Task objective: Copy the lines starting at the one containing "(format x=26, y=11)" and ending after the one containing "x=131, y=129", replacing "dollar bill" with "banknote" and leaving everything else unchanged.

------------------------------------

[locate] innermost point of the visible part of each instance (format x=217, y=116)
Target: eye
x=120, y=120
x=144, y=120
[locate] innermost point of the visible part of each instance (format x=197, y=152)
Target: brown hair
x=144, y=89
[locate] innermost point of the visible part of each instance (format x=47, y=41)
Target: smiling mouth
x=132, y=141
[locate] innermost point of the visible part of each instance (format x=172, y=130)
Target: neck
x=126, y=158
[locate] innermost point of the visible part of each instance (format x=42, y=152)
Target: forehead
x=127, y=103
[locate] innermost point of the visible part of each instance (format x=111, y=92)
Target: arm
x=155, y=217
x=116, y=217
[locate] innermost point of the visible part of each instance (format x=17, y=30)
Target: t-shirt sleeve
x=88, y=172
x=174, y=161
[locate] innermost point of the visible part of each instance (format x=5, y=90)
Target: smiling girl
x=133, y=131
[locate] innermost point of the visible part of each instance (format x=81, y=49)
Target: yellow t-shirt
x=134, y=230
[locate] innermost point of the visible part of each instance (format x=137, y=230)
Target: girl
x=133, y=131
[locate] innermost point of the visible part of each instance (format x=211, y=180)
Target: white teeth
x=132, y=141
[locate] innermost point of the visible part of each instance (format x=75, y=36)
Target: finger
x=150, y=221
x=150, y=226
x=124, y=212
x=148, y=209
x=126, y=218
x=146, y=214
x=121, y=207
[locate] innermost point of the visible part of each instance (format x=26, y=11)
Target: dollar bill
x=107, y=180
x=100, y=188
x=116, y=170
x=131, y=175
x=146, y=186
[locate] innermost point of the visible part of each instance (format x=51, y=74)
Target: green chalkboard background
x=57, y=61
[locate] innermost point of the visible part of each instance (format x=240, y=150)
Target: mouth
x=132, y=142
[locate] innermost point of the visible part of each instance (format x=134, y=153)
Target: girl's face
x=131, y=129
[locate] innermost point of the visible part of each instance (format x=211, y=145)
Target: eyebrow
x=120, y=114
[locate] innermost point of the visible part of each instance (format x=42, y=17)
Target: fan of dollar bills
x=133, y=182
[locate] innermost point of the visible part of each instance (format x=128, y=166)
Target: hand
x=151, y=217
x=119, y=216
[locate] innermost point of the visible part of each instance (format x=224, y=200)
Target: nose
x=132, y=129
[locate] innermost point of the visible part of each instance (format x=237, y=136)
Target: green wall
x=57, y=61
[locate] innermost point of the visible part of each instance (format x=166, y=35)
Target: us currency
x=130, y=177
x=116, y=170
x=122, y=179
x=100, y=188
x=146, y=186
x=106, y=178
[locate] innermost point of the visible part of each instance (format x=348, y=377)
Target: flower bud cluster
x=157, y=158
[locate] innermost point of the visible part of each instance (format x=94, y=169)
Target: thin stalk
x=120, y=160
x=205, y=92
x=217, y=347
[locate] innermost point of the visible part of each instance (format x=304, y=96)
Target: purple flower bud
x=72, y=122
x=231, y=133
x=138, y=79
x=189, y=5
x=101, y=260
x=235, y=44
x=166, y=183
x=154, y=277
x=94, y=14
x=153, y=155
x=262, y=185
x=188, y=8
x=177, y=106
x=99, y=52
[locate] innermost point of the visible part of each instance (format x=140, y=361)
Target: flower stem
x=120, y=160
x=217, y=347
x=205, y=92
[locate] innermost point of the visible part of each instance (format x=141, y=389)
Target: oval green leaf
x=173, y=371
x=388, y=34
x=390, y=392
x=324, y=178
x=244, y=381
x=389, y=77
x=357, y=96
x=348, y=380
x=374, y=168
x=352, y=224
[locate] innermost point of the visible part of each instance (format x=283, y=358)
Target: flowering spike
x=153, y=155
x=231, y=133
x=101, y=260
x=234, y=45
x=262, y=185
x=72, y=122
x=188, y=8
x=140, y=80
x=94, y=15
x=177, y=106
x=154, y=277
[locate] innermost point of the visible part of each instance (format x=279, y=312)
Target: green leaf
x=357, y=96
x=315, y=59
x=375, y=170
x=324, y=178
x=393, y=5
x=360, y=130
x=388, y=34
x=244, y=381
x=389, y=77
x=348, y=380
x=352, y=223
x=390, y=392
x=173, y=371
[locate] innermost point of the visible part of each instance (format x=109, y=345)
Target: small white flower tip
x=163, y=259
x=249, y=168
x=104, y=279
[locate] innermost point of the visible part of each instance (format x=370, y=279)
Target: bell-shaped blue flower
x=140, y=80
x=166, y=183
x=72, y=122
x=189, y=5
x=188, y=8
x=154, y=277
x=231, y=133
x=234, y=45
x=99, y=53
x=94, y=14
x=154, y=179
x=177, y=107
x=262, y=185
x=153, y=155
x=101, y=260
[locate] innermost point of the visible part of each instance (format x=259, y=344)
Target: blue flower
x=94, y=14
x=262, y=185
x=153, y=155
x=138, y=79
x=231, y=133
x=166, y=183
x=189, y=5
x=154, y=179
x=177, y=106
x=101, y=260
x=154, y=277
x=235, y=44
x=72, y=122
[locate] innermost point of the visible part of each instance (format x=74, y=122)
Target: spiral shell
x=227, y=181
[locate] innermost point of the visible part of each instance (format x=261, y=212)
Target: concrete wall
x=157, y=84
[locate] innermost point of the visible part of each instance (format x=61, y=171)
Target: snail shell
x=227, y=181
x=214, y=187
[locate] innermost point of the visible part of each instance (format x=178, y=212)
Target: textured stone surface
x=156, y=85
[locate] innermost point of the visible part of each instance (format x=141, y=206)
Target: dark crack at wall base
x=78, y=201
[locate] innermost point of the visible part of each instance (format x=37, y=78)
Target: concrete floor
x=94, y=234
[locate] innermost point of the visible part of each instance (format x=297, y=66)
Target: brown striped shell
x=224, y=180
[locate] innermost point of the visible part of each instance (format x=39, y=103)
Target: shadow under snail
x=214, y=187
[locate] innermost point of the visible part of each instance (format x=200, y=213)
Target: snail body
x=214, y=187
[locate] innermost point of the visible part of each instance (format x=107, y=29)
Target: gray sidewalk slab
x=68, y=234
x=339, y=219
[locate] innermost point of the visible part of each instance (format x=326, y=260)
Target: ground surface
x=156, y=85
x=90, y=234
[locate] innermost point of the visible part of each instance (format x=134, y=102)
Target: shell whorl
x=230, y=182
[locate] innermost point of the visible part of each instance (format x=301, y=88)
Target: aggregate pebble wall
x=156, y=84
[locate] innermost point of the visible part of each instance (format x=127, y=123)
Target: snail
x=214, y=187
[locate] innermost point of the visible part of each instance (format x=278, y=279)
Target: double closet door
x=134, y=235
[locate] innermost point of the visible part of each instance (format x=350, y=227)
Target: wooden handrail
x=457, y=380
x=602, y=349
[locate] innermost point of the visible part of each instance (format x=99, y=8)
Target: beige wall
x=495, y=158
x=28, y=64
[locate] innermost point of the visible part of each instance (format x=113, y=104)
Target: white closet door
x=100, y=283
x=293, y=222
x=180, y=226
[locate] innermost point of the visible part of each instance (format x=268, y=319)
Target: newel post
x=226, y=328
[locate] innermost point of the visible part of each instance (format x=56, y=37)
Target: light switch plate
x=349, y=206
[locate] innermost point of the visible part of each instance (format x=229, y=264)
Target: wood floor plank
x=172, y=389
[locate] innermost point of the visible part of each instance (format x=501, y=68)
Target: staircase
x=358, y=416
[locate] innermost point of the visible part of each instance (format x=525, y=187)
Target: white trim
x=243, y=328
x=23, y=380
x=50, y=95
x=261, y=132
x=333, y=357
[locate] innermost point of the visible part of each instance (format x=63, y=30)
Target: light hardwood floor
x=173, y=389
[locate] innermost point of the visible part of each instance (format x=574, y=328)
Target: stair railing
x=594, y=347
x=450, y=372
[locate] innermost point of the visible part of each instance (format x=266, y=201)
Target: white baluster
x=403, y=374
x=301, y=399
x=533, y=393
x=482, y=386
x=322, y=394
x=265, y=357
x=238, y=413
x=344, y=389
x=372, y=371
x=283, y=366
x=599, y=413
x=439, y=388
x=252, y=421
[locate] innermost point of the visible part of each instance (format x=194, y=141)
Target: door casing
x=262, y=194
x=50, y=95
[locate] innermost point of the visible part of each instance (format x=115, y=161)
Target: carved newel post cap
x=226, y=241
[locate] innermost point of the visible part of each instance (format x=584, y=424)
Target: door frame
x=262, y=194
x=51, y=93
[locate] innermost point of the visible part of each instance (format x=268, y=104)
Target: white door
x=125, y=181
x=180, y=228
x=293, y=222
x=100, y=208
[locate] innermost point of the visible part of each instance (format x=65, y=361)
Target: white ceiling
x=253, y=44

------------------------------------

Exercise response:
[locate] innermost point of the visible part of each instance (format x=26, y=11)
Target: banknote
x=107, y=180
x=100, y=188
x=116, y=170
x=131, y=175
x=146, y=186
[locate] innermost point of the visible part of each instance (format x=51, y=74)
Target: green chalkboard background
x=57, y=61
[locate] innermost point of the visible part of each instance (format x=240, y=150)
Target: mouth
x=132, y=142
[locate] innermost point of the visible part of each instance (format x=134, y=153)
Target: girl's face
x=131, y=129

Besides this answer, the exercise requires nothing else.